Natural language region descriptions
+---+

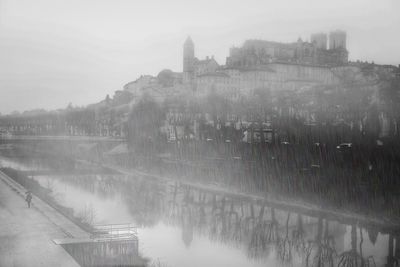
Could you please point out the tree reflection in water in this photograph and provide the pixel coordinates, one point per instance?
(263, 231)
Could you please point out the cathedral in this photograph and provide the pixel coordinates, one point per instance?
(259, 64)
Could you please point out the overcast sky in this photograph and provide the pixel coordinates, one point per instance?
(55, 52)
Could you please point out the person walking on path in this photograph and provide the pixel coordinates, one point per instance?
(28, 198)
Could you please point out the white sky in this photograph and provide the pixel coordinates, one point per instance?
(55, 52)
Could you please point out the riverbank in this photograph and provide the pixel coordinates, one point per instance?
(26, 234)
(276, 200)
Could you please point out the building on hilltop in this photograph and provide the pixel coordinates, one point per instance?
(192, 66)
(257, 64)
(264, 64)
(257, 52)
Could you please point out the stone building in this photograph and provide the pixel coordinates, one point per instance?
(260, 64)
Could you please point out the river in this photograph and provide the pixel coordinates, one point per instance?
(180, 225)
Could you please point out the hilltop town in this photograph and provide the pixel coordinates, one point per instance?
(261, 79)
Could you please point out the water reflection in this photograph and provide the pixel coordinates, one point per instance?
(182, 225)
(259, 233)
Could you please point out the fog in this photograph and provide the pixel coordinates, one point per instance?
(56, 52)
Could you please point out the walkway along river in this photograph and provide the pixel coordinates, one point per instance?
(180, 225)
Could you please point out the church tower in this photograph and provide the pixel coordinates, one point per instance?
(188, 60)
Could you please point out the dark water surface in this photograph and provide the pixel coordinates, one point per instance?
(181, 226)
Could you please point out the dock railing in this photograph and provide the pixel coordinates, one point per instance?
(114, 232)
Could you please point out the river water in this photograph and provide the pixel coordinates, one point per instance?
(180, 225)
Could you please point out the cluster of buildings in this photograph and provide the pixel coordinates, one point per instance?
(257, 64)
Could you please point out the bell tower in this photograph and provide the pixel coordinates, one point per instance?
(188, 60)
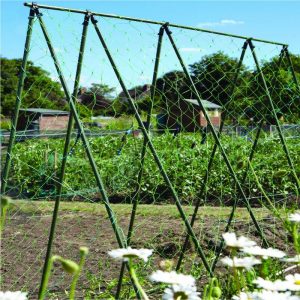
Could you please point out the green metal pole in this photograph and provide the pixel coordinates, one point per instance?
(143, 154)
(253, 149)
(291, 67)
(65, 155)
(71, 10)
(282, 139)
(217, 140)
(120, 238)
(22, 77)
(119, 235)
(210, 162)
(153, 151)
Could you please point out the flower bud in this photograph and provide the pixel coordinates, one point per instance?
(216, 292)
(84, 250)
(5, 201)
(69, 266)
(166, 265)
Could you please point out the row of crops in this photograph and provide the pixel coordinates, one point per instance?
(36, 165)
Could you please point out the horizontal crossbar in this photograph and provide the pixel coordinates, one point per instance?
(79, 11)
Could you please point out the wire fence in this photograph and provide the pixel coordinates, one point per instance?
(225, 127)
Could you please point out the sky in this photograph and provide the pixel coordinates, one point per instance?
(133, 45)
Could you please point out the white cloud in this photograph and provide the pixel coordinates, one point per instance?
(191, 49)
(223, 22)
(144, 78)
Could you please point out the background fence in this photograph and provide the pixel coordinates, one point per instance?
(208, 89)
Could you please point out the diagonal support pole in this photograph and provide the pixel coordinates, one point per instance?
(282, 139)
(215, 136)
(287, 54)
(210, 162)
(120, 237)
(22, 77)
(143, 154)
(153, 151)
(65, 155)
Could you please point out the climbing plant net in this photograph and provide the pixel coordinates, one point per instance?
(188, 116)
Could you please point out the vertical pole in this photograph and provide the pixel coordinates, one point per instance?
(291, 67)
(210, 162)
(253, 149)
(153, 151)
(65, 155)
(143, 154)
(119, 235)
(22, 76)
(120, 238)
(282, 139)
(217, 140)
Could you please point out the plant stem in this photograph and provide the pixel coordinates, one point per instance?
(136, 281)
(3, 216)
(47, 276)
(296, 237)
(76, 276)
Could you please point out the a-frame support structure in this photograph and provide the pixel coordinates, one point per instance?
(123, 241)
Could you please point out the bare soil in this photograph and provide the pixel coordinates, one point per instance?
(25, 238)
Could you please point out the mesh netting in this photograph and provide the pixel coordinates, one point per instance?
(161, 115)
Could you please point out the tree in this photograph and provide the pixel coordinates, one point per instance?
(282, 88)
(39, 89)
(97, 97)
(213, 76)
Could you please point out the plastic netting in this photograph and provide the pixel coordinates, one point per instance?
(216, 129)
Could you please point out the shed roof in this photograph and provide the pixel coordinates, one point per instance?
(205, 103)
(44, 111)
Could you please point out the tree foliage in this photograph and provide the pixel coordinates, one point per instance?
(39, 89)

+---+

PROBLEM REQUIREMENTS = Output every entry above verbatim, but leave out the pictures.

WRITTEN SOLUTION =
Could you please point out the tree reflection in water in this photograph and provide the pixel coordinates, one point per instance?
(263, 231)
Could you please point out the cathedral in this photograph and provide the pixel coordinates, one point per instance?
(259, 64)
Could you please point out the overcast sky in this photograph and provide the pixel coordinates, one point per instance?
(55, 52)
Could you please point out the person walking on path in this photograph and provide the pixel coordinates, one point per instance?
(28, 198)
Could you please point out the white sky in this photograph and provide the pixel coordinates, one point per instance?
(55, 52)
Could you please point out the riverbank in this photograph and provide the pixel coordinates, one point per instance?
(26, 234)
(276, 200)
Could you please point out the building on hilltop in this photograph and provide the pixel coordinates, one point per instance?
(192, 66)
(257, 64)
(264, 64)
(257, 52)
Could you please point out the stone building in this photograph and provide the pixel coordinates, one point per instance?
(260, 64)
Could you please point out the river in this photograph and provide the pixel coordinates, one point per instance?
(180, 225)
Could you please point out the hilltop town in this photograph and provide the pixel coordinates, one point per instance?
(261, 79)
Could you please point out the water reflection in this photograph and provide the pixel coordinates, one point per instance?
(182, 225)
(259, 233)
Could you please point out the fog in this photograph and provide the pixel coordinates, one point per instance?
(56, 52)
Could you please point out the walkway along river in this photograph and provide the pixel coordinates, one point per instance?
(180, 225)
Could you please point out the church tower in this photograph and provide the pixel coordinates, one point per instance?
(188, 60)
Could you please point out the dark water surface in this photograph and provide the pixel coordinates, one point per instance?
(181, 226)
Could you please point out the dock railing in this photograph and provide the pixel coordinates, one point per instance?
(114, 232)
Could you please point out the river water in this photograph and provide the pixel coordinates, one point per instance?
(180, 225)
Could you please point out the cluster of buildings in this photograph and provide the pixel coordinates, one point per instance?
(257, 64)
Could you please point out the bell tower in this photograph and provide the pixel coordinates, one point per instance?
(188, 60)
Could you please point out the green metal pole in this photograph and provide the pixel coordinates, one point per instance?
(143, 154)
(253, 149)
(291, 67)
(65, 155)
(71, 10)
(282, 139)
(217, 140)
(120, 238)
(22, 77)
(119, 235)
(210, 162)
(153, 151)
Could you please point out the flower bud in this photograph and provide the pixel coordinates, one point per instance?
(216, 292)
(84, 250)
(5, 201)
(69, 266)
(166, 265)
Could you please point out the row of crops in this photograph and provide the pixel coordinates, one point per instance?
(36, 165)
Could you please point out the horizontal crossbar in this photograph and provide the pixel coordinates, one point per instance?
(79, 11)
Could you please point out the wire fence in this photograph and provide the pixel coordinates, one point per instance?
(225, 127)
Could you please point out the sky in this photograph and provide the pixel coordinates, one point per instance?
(133, 45)
Could you please point out the white cloud in this photograph and provide the pixel coordinates, one point per instance?
(191, 49)
(223, 22)
(144, 78)
Could you please point out the background fence in this photograph and provide the pixel coordinates, one point per instance?
(208, 89)
Could you please point out the diagonal support pole in this photograph and provide the pixel coordinates, one point per instance?
(282, 139)
(215, 136)
(287, 54)
(210, 162)
(120, 237)
(22, 77)
(143, 154)
(153, 151)
(65, 155)
Could you please point out the climbing plant net in this photograph and provide the pixel coordinates, one point per instance?
(188, 116)
Could you please point out the vertical pole in this photograph and provide the pixel coordinates, one point per instance?
(291, 67)
(210, 162)
(253, 149)
(153, 151)
(65, 155)
(143, 154)
(119, 235)
(22, 76)
(120, 238)
(282, 139)
(217, 140)
Could you please point out the plant stem in this photograph and provide the pixel coordinates, one point per instance?
(136, 281)
(3, 216)
(47, 276)
(296, 237)
(76, 276)
Could you please point out the a-frame support structure in this photograph and provide the pixel coordinates, one point per instance?
(123, 241)
Could you please point out the bare soil in this photograph and provide the pixel coordinates, one point per instance?
(25, 238)
Could you please point out the mesh netting in this photograph and provide the pixel coordinates, one point per instance?
(161, 115)
Could you please point out the tree in this photograph and provide the pixel coordinates, one point per instance?
(282, 88)
(39, 89)
(97, 97)
(213, 76)
Could you please point out the plastic netting in this photograph and provide the pixel coordinates, one point per instance?
(216, 129)
Could you please point out the shed roof in this photograph and provide the pixel coordinates, one point per instance?
(205, 103)
(44, 111)
Could you please point out the tree foliage in this photograph and provide the pixel coordinates, one point per instance?
(39, 89)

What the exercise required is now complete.